*Activity*:
What is needed is a copy of each line in the listing that contains "point".
*** Opening of Given information ***
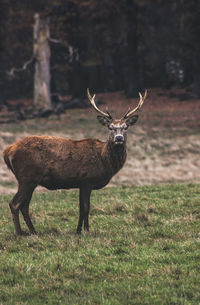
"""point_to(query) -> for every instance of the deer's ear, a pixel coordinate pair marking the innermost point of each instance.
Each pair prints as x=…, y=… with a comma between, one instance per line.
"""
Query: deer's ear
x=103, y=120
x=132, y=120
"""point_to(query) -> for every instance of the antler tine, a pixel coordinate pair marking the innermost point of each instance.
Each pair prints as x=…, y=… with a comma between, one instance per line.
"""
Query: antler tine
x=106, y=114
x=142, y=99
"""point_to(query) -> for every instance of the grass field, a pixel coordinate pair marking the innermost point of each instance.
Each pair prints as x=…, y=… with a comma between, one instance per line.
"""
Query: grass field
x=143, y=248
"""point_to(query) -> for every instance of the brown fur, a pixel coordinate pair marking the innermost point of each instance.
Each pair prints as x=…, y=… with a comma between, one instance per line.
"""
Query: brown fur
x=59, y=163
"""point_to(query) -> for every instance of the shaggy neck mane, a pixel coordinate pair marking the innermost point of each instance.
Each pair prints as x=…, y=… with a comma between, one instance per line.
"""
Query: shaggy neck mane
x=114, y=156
*** Close of Given information ***
*** Opening of Given information ***
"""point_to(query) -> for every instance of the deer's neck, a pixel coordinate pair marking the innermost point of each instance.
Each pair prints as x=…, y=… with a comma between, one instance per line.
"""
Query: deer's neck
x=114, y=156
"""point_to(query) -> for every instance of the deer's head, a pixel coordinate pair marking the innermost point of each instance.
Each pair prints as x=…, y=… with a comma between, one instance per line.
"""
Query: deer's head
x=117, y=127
*** Close of Given information ***
*Response area*:
"""point_to(query) -> for every instance of the deer's ear, a pixel coordinate pair marking the innermost point of each instance.
"""point_to(query) -> for every instance of the antler tine, a pixel coordinate pair marking the innermost point of each instance.
"""point_to(query) -> for every instance of the grass field, a pixel coordinate pair marking the innermost point of each instance.
"""point_to(query) -> for every instance of the brown fur, a pixel coordinate pair marking the innermost point of each instance.
"""point_to(query) -> for every instance of the shaggy neck mane, a pixel coordinate pair marking the innermost point of each instance.
"""point_to(query) -> for every instance of the deer's neck, a pixel coordinate pair marking the innermost point of each instance.
"""point_to(query) -> for every instance of the deer's head, a pixel coordinate pair marking the innermost point of each instance.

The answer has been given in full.